SET TASK 1:
Find every row in the rows below that contains the string "cushion" and copy each of those rows. Case counts.

TEXT EXCERPT:
Pretrain crashes during collating static and dynamic data in pytorch_dataset

juancq commented 1 year ago

When running pretraining, the program crashes in the middle of the first epoch. The error seems to be coming from here:

https://github.com/mmcdermott/EventStreamGPT/blob/bb689ae8f95aef2ebb243d0ba06e423eefee9d90/EventStream/data/pytorch_dataset.py#L534-L534

Here is the error trace:

Traceback (most recent call last):
  File "H:\pyscripts\apdc_gpt\pretrain.py", line 41, in main
    return train(cfg)
  File "H:\pyscripts\apdc_gpt\EventStream\utils.py", line 381, in wrap
    raise ex
  File "H:\pyscripts\apdc_gpt\EventStream\utils.py", line 376, in wrap
    fn_return = task_func(*args, **kwargs)
  File "H:\pyscripts\apdc_gpt\EventStream\transformer\lightning_modules\generative_modeling.py", line 678, in train
    trainer.fit(model=LM, train_dataloaders=train_dataloader, val_dataloaders=tuning_dataloader)
  File "D:\Users\juanqa\Anaconda3\envs\esgpt\lib\site-packages\lightning\pytorch\trainer\trainer.py", line 531, in fit
    call._call_and_handle_interrupt(
  File "D:\Users\juanqa\Anaconda3\envs\esgpt\lib\site-packages\lightning\pytorch\trainer\call.py", line 42, in _call_and_handle_interrupt
    return trainer_fn(*args, **kwargs)
  File "D:\Users\juanqa\Anaconda3\envs\esgpt\lib\site-packages\lightning\pytorch\trainer\trainer.py", line 570, in _fit_impl
    self._run(model, ckpt_path=ckpt_path)
  File "D:\Users\juanqa\Anaconda3\envs\esgpt\lib\site-packages\lightning\pytorch\trainer\trainer.py", line 975, in _run
    results = self._run_stage()
  File "D:\Users\juanqa\Anaconda3\envs\esgpt\lib\site-packages\lightning\pytorch\trainer\trainer.py", line 1018, in _run_stage
    self.fit_loop.run()
  File "D:\Users\juanqa\Anaconda3\envs\esgpt\lib\site-packages\lightning\pytorch\loops\fit_loop.py", line 201, in run
    self.advance()
  File "D:\Users\juanqa\Anaconda3\envs\esgpt\lib\site-packages\lightning\pytorch\loops\fit_loop.py", line 354, in advance
    self.epoch_loop.run(self._data_fetcher)
  File "D:\Users\juanqa\Anaconda3\envs\esgpt\lib\site-packages\lightning\pytorch\loops\training_epoch_loop.py", line 133, in run
    self.advance(data_fetcher)
  File "D:\Users\juanqa\Anaconda3\envs\esgpt\lib\site-packages\lightning\pytorch\loops\training_epoch_loop.py", line 189, in advance
    batch = next(data_fetcher)
  File "D:\Users\juanqa\Anaconda3\envs\esgpt\lib\site-packages\lightning\pytorch\loops\fetchers.py", line 136, in __next__
    self._fetch_next_batch(self.dataloader_iter)

DATA TO USE:

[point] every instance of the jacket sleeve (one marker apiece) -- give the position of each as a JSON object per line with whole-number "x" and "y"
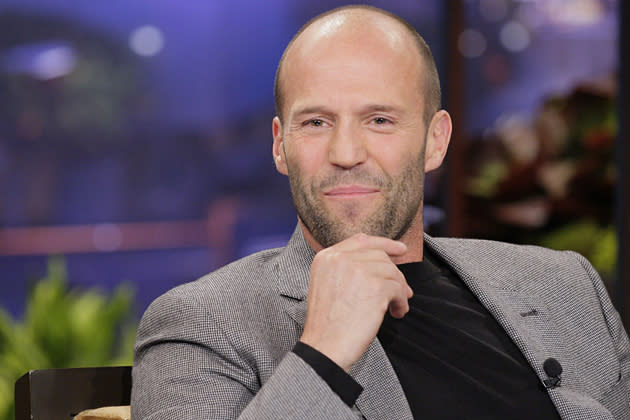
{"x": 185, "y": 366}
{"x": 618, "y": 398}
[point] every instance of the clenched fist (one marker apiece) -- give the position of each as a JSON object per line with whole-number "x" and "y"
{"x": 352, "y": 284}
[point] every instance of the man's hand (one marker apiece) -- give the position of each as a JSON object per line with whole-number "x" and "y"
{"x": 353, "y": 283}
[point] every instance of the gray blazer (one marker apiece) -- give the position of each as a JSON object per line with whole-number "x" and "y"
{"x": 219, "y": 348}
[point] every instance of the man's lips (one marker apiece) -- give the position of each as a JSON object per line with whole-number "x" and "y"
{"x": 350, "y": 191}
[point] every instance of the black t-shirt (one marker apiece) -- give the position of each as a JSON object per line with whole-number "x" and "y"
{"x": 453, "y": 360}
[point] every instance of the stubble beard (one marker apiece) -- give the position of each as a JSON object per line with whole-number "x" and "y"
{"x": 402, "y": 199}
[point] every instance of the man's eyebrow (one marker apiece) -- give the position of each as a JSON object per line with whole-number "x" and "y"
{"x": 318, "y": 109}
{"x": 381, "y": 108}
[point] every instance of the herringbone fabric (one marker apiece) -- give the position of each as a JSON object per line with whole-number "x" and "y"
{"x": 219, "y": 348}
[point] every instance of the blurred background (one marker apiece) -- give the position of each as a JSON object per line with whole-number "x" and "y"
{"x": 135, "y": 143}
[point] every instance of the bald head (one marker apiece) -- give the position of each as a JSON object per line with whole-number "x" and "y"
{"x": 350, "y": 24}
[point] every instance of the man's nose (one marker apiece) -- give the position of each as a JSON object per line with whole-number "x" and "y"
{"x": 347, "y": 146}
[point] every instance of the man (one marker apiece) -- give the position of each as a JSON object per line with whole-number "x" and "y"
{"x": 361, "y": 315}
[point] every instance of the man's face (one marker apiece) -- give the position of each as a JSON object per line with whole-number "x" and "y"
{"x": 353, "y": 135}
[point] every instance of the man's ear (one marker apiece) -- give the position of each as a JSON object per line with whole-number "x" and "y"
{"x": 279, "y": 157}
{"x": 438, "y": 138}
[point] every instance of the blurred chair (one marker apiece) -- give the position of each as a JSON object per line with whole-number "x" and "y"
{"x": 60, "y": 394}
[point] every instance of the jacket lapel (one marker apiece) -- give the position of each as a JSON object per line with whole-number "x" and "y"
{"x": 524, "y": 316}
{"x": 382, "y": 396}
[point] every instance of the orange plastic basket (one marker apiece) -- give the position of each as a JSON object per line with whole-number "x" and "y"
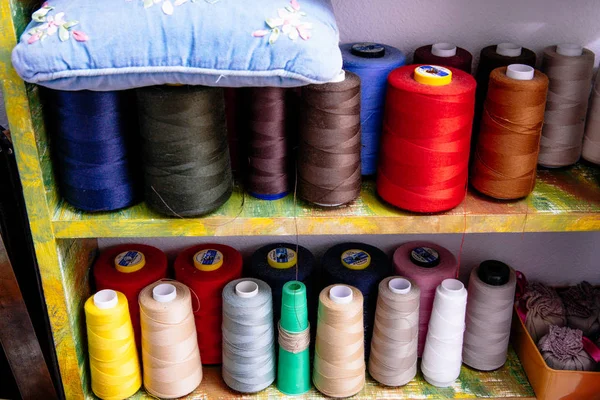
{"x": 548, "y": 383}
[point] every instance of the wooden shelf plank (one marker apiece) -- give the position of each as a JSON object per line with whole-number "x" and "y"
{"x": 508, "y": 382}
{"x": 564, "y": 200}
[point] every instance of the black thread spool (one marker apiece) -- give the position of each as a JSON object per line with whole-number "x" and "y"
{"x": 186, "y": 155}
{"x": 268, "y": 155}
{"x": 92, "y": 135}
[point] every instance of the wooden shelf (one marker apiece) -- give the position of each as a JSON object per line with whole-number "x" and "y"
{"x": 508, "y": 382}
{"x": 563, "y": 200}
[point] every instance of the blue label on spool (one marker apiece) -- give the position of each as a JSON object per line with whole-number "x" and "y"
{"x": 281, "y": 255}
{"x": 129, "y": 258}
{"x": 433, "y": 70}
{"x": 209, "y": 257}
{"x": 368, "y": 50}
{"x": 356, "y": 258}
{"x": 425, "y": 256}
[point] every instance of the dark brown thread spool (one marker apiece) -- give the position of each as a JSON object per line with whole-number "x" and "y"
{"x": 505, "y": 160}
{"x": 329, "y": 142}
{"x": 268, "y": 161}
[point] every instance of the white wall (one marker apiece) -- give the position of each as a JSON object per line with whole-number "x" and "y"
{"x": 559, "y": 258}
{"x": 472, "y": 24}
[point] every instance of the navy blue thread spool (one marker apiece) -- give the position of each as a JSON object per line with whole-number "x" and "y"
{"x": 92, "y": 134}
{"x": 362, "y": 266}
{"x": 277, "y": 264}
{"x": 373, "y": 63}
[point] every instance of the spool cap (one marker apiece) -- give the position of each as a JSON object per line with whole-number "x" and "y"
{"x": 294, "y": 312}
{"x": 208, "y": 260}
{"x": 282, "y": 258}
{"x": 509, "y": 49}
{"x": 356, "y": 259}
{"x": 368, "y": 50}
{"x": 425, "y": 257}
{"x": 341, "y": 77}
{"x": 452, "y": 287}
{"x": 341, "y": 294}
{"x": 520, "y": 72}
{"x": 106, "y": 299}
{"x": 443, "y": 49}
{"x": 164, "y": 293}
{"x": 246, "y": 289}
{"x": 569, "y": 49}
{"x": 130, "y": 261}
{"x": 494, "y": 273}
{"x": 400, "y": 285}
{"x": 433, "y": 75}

--

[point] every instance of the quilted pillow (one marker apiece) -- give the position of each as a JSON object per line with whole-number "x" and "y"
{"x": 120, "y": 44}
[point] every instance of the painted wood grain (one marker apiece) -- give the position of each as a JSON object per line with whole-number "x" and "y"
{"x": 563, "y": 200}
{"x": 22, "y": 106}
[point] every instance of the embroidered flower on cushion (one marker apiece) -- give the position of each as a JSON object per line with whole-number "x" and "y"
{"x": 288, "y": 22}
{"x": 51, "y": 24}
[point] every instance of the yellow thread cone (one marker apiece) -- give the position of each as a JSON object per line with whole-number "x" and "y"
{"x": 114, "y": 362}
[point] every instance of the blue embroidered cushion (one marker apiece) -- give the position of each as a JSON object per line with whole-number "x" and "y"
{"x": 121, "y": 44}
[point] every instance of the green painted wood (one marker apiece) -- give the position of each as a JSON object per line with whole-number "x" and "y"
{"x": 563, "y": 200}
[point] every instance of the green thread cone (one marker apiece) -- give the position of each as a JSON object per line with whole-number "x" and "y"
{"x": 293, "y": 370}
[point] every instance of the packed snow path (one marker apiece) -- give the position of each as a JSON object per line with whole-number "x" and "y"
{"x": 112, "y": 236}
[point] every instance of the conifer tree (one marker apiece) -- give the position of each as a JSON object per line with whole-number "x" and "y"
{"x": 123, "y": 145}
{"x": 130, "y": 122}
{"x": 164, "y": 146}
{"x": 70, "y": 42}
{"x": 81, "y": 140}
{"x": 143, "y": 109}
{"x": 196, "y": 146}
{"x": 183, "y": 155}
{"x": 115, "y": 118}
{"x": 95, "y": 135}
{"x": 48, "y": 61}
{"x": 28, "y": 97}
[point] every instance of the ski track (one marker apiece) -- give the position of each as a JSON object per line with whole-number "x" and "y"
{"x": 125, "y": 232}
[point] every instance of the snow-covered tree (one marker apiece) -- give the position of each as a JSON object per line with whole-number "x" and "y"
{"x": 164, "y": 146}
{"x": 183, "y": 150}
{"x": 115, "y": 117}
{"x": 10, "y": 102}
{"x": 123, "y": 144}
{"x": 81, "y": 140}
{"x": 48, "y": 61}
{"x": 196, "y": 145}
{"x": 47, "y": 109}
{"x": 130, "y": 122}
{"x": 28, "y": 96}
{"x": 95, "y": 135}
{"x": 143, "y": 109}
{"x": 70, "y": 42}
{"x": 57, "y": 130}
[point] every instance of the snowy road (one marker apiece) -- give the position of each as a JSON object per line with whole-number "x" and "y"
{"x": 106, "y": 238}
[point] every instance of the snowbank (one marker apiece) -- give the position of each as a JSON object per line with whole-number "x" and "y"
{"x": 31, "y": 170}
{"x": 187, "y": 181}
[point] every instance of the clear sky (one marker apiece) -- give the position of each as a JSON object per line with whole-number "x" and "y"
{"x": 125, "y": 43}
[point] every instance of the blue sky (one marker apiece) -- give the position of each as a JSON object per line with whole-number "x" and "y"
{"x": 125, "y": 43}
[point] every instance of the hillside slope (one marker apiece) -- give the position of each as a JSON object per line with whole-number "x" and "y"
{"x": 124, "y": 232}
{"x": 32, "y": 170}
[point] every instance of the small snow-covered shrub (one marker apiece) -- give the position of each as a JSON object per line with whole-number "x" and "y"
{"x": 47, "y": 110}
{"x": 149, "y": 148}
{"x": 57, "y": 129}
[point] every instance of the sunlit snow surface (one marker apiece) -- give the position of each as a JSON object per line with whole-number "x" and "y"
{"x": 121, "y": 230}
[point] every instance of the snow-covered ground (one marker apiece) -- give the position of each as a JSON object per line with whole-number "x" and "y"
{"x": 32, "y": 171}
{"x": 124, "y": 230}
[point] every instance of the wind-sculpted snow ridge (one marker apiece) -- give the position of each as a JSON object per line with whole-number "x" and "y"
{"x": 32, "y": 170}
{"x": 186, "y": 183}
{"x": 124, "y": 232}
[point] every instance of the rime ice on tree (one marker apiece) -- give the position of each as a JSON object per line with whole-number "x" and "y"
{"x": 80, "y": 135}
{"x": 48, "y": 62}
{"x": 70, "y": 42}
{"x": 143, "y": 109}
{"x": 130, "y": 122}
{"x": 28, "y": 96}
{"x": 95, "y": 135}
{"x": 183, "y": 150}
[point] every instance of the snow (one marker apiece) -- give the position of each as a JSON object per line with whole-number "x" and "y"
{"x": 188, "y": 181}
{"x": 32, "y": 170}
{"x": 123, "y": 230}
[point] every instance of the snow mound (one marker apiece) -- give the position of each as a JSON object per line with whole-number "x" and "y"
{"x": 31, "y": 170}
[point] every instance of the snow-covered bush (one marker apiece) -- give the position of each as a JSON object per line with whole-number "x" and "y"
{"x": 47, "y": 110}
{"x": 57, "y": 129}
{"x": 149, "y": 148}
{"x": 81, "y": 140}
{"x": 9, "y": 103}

---

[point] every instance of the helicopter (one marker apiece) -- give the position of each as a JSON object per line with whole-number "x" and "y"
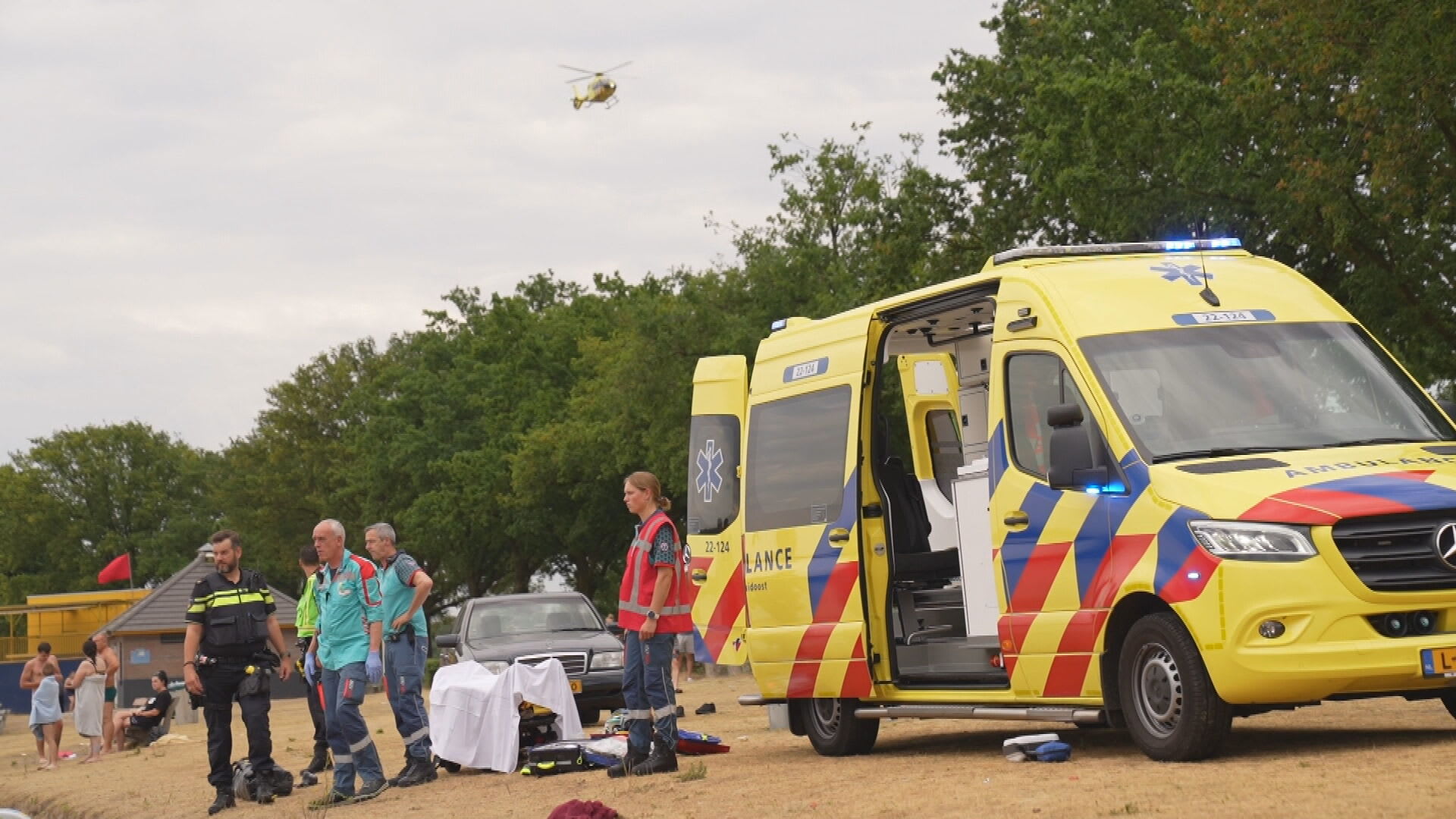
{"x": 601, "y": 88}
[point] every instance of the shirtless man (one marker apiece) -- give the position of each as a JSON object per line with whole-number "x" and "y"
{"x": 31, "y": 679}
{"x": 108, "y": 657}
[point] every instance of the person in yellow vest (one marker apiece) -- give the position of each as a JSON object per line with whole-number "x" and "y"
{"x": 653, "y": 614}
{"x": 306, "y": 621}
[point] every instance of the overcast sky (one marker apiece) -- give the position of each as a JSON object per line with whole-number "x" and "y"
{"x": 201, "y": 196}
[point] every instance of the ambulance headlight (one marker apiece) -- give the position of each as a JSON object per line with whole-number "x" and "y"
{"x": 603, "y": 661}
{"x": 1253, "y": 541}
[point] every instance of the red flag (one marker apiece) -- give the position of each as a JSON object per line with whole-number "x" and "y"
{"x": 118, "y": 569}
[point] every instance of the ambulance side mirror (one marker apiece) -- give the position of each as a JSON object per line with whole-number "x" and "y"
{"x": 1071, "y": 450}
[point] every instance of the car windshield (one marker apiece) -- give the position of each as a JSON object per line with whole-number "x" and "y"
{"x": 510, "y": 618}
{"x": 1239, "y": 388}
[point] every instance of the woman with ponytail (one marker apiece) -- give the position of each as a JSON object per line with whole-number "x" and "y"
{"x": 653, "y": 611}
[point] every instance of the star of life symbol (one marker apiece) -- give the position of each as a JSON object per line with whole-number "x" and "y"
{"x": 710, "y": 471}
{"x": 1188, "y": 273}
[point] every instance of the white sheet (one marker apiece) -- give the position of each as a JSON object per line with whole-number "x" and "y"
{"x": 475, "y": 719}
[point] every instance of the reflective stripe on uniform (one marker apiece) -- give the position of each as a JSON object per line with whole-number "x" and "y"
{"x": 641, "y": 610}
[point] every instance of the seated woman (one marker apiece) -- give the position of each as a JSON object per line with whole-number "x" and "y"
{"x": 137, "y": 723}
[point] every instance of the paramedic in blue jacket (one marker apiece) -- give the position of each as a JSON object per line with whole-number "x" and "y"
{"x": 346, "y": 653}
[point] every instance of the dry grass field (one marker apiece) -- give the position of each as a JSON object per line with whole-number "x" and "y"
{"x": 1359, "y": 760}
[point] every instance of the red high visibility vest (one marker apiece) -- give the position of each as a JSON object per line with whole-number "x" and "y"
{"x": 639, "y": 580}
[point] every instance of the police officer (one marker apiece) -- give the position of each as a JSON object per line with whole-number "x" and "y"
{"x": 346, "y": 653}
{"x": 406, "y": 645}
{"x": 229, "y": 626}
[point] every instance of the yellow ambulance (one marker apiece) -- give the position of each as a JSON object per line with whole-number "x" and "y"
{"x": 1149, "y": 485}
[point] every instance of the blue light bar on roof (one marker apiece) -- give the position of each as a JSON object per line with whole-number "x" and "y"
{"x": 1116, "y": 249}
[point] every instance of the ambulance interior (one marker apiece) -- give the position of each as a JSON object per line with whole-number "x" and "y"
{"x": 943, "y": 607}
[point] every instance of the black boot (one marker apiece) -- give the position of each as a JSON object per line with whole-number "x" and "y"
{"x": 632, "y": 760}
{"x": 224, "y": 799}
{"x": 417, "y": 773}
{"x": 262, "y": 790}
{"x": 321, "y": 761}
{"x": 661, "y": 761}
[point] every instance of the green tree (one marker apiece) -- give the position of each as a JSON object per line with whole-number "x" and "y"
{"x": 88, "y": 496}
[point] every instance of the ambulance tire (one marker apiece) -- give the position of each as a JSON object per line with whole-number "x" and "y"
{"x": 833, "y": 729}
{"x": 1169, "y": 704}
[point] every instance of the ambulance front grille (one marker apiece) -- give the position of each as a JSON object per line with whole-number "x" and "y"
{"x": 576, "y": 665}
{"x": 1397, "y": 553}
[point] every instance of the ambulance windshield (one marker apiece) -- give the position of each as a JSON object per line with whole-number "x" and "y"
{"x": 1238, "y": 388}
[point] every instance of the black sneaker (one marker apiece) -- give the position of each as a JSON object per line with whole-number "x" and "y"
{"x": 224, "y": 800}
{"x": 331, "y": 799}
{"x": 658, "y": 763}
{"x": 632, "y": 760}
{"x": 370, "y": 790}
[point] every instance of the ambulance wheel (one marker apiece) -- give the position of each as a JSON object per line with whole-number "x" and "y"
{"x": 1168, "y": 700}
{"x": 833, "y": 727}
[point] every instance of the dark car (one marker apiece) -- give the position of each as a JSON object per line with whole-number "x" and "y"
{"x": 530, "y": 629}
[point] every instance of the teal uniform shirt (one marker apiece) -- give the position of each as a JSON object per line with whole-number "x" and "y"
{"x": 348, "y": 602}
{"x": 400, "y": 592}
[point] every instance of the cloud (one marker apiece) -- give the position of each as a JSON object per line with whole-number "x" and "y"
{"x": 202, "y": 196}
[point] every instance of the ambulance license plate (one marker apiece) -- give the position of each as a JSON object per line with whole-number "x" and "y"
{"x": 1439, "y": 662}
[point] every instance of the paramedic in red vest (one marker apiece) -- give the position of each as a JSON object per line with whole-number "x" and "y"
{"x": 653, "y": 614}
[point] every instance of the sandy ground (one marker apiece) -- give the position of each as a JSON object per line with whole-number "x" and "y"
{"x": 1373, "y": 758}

SET TASK 2:
According to the pretraining crash report, at what point does the program crash?

FINAL RESULT 1:
[point] every instance of the embroidered flower on cushion (one marker apiece) -- give the position of each as a JSON object per line with whole-number "x" and "y"
[point] every instance of the blue embroidered cushion (one marker apiece) -- give the position of each as a JSON object per line with whole-number "x" and "y"

FINAL RESULT 2:
It crashes in the middle of the first epoch.